_INPUT DATA_:
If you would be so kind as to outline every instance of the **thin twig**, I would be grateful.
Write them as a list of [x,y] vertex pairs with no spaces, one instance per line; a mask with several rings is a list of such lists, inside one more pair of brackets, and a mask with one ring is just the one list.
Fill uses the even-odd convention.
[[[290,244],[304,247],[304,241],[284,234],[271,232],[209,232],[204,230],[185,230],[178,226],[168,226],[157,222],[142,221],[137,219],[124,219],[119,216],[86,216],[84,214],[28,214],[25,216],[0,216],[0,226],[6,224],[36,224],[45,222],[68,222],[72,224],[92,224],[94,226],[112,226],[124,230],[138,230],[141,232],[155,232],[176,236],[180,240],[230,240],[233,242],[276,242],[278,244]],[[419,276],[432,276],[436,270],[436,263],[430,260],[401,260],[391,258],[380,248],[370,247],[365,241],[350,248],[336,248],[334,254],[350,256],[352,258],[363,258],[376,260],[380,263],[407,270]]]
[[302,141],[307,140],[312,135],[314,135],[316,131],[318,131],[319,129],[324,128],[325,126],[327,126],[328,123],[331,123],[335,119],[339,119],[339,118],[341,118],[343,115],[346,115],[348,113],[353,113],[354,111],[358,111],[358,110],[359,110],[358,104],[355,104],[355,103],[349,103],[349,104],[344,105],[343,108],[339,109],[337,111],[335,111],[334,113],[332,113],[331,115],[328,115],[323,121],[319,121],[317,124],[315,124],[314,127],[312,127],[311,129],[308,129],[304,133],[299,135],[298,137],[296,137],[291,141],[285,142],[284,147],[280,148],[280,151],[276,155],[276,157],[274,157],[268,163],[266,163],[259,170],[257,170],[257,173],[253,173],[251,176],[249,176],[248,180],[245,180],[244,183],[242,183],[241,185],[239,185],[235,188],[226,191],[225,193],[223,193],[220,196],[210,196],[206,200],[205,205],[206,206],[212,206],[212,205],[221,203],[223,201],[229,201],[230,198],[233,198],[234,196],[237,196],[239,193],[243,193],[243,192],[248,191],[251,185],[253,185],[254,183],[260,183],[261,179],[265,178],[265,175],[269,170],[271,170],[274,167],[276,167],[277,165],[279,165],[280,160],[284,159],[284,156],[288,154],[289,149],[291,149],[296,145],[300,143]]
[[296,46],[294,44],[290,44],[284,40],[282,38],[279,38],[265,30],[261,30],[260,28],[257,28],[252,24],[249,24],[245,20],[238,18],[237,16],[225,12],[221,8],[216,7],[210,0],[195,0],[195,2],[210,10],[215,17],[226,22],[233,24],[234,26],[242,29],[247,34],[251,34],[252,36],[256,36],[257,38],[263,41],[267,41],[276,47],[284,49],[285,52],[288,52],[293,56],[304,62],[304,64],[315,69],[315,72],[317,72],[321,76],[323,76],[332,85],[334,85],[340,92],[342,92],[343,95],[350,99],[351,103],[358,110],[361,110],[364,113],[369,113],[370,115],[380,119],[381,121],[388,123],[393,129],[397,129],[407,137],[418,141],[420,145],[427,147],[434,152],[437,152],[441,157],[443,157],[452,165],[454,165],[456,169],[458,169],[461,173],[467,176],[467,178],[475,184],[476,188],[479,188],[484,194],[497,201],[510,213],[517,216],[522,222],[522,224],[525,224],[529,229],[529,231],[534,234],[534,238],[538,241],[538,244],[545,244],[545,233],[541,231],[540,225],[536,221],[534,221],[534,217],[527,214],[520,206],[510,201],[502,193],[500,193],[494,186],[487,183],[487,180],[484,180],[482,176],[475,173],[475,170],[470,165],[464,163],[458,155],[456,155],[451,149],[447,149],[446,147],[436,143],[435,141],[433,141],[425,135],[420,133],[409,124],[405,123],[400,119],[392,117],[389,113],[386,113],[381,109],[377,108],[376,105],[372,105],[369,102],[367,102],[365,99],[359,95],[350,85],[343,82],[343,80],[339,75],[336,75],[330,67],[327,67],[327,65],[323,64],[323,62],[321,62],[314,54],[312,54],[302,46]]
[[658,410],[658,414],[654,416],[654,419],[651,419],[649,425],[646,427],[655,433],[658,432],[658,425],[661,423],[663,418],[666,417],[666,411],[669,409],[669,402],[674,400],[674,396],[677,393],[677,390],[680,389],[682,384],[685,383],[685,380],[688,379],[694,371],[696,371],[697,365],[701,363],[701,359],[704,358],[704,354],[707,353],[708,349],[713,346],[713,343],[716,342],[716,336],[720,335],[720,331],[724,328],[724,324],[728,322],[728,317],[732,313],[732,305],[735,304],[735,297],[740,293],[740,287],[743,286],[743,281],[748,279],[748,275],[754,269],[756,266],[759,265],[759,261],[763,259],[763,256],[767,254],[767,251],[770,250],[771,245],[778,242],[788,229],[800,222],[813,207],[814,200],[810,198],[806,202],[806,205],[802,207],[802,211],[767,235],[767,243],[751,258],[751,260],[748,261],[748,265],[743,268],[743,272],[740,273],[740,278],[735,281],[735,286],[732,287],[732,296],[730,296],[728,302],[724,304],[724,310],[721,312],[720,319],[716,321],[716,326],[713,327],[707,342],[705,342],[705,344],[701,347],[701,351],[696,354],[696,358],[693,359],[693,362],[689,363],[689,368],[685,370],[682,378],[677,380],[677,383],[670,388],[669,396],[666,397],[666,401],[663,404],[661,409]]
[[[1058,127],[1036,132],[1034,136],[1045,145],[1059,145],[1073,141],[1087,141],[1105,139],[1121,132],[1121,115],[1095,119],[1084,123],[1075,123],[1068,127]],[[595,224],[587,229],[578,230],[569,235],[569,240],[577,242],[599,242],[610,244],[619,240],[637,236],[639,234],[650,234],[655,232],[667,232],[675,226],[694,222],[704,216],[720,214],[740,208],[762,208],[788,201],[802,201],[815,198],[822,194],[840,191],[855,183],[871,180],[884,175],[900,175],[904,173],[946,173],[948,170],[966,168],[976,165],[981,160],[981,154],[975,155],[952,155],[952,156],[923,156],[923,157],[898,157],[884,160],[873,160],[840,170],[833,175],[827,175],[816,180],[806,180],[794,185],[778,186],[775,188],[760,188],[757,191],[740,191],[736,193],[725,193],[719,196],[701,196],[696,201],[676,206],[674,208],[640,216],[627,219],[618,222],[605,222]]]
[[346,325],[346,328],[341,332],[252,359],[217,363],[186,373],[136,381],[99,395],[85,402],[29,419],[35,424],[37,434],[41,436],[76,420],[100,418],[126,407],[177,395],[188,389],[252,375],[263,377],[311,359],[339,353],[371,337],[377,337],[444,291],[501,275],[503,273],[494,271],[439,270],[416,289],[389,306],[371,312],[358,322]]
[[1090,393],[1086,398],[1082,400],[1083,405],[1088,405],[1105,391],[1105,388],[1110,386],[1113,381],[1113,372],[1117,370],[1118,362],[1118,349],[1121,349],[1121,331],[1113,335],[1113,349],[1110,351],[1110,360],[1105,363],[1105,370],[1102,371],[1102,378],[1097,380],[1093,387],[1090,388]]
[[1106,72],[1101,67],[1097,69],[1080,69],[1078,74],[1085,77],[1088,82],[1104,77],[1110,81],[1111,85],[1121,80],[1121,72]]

_WHAT IS NEEDED_:
Revise the records from their start through the line containing "Fill uses the even-odd convention." by swapping "thin twig" for "dry branch" and leaving all else the same. Give back only those revised lines.

_OUTPUT OF THE TASK_:
If you would be so kind as to outline every instance of the **dry branch**, I would be grateful.
Write them as a list of [x,y] vertex pairs with no spaces, one instance per line; a mask with several rings is a list of such lists, inside one more pair of brackets, and a mask with one ring is just the one list.
Fill uses the even-odd convention.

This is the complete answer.